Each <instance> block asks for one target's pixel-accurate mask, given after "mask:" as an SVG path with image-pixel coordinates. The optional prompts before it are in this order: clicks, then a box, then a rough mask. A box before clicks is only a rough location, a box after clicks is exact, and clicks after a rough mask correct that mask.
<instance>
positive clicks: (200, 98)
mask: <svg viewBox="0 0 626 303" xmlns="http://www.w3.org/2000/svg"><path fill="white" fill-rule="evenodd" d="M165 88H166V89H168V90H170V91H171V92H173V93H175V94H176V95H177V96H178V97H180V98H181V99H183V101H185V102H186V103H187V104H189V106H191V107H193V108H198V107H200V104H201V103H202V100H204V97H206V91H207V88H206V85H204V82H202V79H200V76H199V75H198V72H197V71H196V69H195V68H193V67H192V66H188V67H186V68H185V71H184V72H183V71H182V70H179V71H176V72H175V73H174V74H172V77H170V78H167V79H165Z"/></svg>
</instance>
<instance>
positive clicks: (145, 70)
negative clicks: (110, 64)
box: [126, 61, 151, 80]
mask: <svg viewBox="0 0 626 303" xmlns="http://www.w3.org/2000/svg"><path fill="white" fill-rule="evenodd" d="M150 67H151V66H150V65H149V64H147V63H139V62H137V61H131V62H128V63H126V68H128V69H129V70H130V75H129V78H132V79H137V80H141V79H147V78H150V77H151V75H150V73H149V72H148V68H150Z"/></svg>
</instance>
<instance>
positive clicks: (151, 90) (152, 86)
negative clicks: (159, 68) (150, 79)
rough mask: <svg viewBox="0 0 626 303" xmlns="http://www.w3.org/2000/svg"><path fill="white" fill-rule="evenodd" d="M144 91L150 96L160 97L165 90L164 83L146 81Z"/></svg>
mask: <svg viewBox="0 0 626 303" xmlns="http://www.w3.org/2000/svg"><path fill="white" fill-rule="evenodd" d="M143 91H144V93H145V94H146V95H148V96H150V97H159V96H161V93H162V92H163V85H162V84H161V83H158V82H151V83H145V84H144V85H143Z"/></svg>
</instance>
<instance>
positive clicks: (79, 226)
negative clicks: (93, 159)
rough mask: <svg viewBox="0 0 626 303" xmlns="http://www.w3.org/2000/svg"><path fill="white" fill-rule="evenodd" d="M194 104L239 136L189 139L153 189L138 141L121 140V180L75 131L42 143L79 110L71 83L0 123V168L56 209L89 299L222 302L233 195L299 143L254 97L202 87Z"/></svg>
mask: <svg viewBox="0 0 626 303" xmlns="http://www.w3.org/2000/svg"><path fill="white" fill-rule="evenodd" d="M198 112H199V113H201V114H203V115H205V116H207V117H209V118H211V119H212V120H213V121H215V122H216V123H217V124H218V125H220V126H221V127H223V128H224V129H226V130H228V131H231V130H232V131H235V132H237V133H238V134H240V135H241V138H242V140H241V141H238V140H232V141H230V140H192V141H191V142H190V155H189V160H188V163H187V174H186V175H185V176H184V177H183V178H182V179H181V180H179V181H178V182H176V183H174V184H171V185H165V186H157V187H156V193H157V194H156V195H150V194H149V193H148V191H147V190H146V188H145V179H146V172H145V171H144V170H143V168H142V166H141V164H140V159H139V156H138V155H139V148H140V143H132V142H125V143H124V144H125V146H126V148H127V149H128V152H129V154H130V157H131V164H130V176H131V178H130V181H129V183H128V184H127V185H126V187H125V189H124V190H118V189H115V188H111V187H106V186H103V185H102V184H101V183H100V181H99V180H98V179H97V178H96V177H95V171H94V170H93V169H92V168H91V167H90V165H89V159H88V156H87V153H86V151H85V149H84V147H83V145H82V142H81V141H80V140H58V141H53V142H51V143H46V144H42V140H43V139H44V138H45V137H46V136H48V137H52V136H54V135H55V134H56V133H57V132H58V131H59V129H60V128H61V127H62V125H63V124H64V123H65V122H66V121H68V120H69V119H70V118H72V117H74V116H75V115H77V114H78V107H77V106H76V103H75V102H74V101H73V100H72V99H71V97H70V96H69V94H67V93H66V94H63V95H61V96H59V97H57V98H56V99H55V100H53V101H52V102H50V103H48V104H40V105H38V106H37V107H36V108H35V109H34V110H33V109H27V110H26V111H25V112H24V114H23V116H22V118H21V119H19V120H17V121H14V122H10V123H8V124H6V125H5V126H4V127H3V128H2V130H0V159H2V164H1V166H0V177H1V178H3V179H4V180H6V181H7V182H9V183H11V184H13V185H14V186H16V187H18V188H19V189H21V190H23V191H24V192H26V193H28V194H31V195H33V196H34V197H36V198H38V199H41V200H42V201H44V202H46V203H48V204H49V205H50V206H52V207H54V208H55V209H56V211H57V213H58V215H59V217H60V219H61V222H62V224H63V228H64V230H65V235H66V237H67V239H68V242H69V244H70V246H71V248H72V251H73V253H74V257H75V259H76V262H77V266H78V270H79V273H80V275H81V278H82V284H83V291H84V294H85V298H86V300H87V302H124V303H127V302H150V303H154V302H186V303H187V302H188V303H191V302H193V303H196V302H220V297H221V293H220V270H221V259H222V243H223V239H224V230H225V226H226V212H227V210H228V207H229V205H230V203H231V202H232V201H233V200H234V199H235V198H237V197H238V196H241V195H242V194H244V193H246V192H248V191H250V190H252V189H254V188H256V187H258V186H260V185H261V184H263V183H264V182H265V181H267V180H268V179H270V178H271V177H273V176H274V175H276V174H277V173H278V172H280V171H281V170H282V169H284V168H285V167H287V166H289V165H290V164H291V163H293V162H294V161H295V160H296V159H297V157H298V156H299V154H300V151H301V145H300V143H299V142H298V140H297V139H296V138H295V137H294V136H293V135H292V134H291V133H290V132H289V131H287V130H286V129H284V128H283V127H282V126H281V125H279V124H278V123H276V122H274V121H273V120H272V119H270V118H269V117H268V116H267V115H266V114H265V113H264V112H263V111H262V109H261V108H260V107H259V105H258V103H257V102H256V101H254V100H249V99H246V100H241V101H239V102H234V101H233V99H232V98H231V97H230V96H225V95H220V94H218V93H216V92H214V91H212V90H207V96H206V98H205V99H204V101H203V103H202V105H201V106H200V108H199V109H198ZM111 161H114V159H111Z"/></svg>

_ _ _ _

YOUR GOAL: Print all of the lines above again without changing a single character.

TASK ANSWER:
Each <instance> block asks for one target's pixel-accurate mask, given after "mask:" as an SVG path with image-pixel coordinates. The optional prompts before it are in this order: clicks, then a box, then a rough mask. A box before clicks is only a rough location, a box after clicks is exact, and clicks after a rough mask correct that mask.
<instance>
positive clicks: (200, 98)
mask: <svg viewBox="0 0 626 303" xmlns="http://www.w3.org/2000/svg"><path fill="white" fill-rule="evenodd" d="M165 88H166V89H168V90H170V91H171V92H173V93H175V94H176V95H177V96H178V97H180V98H181V99H183V101H185V102H186V103H187V104H189V106H191V107H193V108H198V107H200V104H201V103H202V100H204V97H206V91H207V88H206V85H204V82H202V79H200V76H199V75H198V72H197V71H196V69H195V68H193V67H192V66H188V67H186V68H185V71H184V72H183V71H182V70H179V71H176V72H175V73H174V74H172V77H170V78H167V79H165Z"/></svg>
</instance>
<instance>
positive clicks: (145, 70)
negative clicks: (110, 64)
box: [126, 61, 151, 80]
mask: <svg viewBox="0 0 626 303" xmlns="http://www.w3.org/2000/svg"><path fill="white" fill-rule="evenodd" d="M150 67H151V66H150V65H149V64H147V63H139V62H137V61H131V62H128V63H126V68H128V69H129V70H130V75H129V78H132V79H137V80H141V79H147V78H150V77H151V75H150V73H149V72H148V68H150Z"/></svg>
</instance>
<instance>
positive clicks: (151, 90) (152, 86)
negative clicks: (159, 68) (150, 79)
rough mask: <svg viewBox="0 0 626 303" xmlns="http://www.w3.org/2000/svg"><path fill="white" fill-rule="evenodd" d="M144 91L150 96L160 97L165 90L164 83L146 81Z"/></svg>
mask: <svg viewBox="0 0 626 303" xmlns="http://www.w3.org/2000/svg"><path fill="white" fill-rule="evenodd" d="M143 91H144V93H145V94H146V95H148V96H150V97H159V96H161V93H162V92H163V85H162V84H161V83H158V82H151V83H145V84H144V85H143Z"/></svg>
</instance>
<instance>
positive clicks: (79, 226)
negative clicks: (93, 159)
rough mask: <svg viewBox="0 0 626 303" xmlns="http://www.w3.org/2000/svg"><path fill="white" fill-rule="evenodd" d="M194 104L239 136L189 139L153 189L138 141L121 140V180L75 131L42 143L79 110L71 83L0 123V168L56 209L89 299L222 302L233 195L299 143L254 97L202 87Z"/></svg>
mask: <svg viewBox="0 0 626 303" xmlns="http://www.w3.org/2000/svg"><path fill="white" fill-rule="evenodd" d="M198 112H199V113H201V114H203V115H205V116H207V117H209V118H211V119H212V120H213V121H215V122H216V123H217V124H218V125H220V126H221V127H223V128H224V129H226V130H228V131H231V130H232V131H235V132H237V133H238V134H240V135H241V138H242V140H241V141H238V140H232V141H230V140H192V141H191V142H190V155H189V160H188V163H187V174H186V175H185V176H184V177H183V178H182V179H181V180H179V181H178V182H176V183H174V184H171V185H165V186H157V187H156V193H157V194H156V195H150V194H149V193H148V191H147V190H146V188H145V179H146V172H145V171H144V170H143V168H142V166H141V164H140V159H139V156H138V155H139V148H140V143H132V142H125V143H124V144H125V146H126V148H127V149H128V152H129V154H130V157H131V164H130V176H131V178H130V181H129V183H128V184H127V185H126V187H125V189H124V190H118V189H115V188H111V187H106V186H103V185H102V184H101V183H100V181H99V180H98V179H97V178H96V177H95V171H94V170H93V169H92V168H91V167H90V165H89V159H88V156H87V153H86V151H85V149H84V147H83V145H82V142H81V141H80V140H58V141H53V142H51V143H46V144H42V140H43V139H44V138H45V137H46V136H48V137H52V136H54V135H55V134H56V133H57V132H58V131H59V129H60V128H61V127H62V125H63V124H64V123H65V122H66V121H68V120H69V119H70V118H72V117H74V116H75V115H77V114H78V107H77V106H76V103H75V102H74V101H73V100H72V99H71V97H70V96H69V94H67V93H66V94H63V95H61V96H59V97H57V98H56V99H55V100H53V101H52V102H50V103H48V104H40V105H38V106H37V107H36V108H35V109H34V110H33V109H27V110H26V111H25V112H24V114H23V116H22V118H21V119H19V120H17V121H14V122H10V123H8V124H6V125H5V126H4V127H3V128H2V130H0V159H2V164H1V166H0V177H1V178H3V179H4V180H6V181H7V182H9V183H11V184H13V185H14V186H16V187H18V188H19V189H21V190H23V191H24V192H26V193H28V194H31V195H33V196H34V197H36V198H38V199H41V200H42V201H44V202H46V203H48V204H49V205H50V206H52V207H54V208H55V209H56V211H57V213H58V215H59V217H60V219H61V222H62V224H63V228H64V230H65V235H66V237H67V239H68V242H69V244H70V246H71V248H72V251H73V253H74V257H75V259H76V262H77V266H78V270H79V273H80V275H81V278H82V284H83V291H84V294H85V298H86V300H87V302H124V303H127V302H150V303H154V302H186V303H187V302H188V303H191V302H193V303H196V302H220V297H221V293H220V270H221V259H222V243H223V239H224V230H225V226H226V212H227V210H228V207H229V205H230V203H231V202H232V201H233V200H234V199H235V198H237V197H238V196H241V195H242V194H244V193H246V192H248V191H250V190H252V189H254V188H256V187H258V186H260V185H261V184H263V183H264V182H265V181H267V180H268V179H270V178H271V177H273V176H274V175H276V174H277V173H278V172H280V171H281V170H282V169H284V168H285V167H287V166H289V165H290V164H291V163H293V162H294V161H295V160H296V159H297V157H298V156H299V154H300V151H301V145H300V143H299V142H298V140H297V139H296V138H295V137H294V136H293V135H292V134H291V133H290V132H289V131H287V130H286V129H284V128H283V127H282V126H281V125H279V124H278V123H276V122H274V121H273V120H272V119H270V118H269V117H268V116H267V115H266V114H265V113H264V112H263V111H262V109H261V108H260V107H259V105H258V103H257V102H256V101H254V100H249V99H246V100H241V101H239V102H234V101H233V99H232V98H231V97H230V96H225V95H220V94H218V93H216V92H214V91H212V90H207V96H206V98H205V99H204V101H203V103H202V105H201V106H200V108H199V109H198ZM111 161H114V159H111Z"/></svg>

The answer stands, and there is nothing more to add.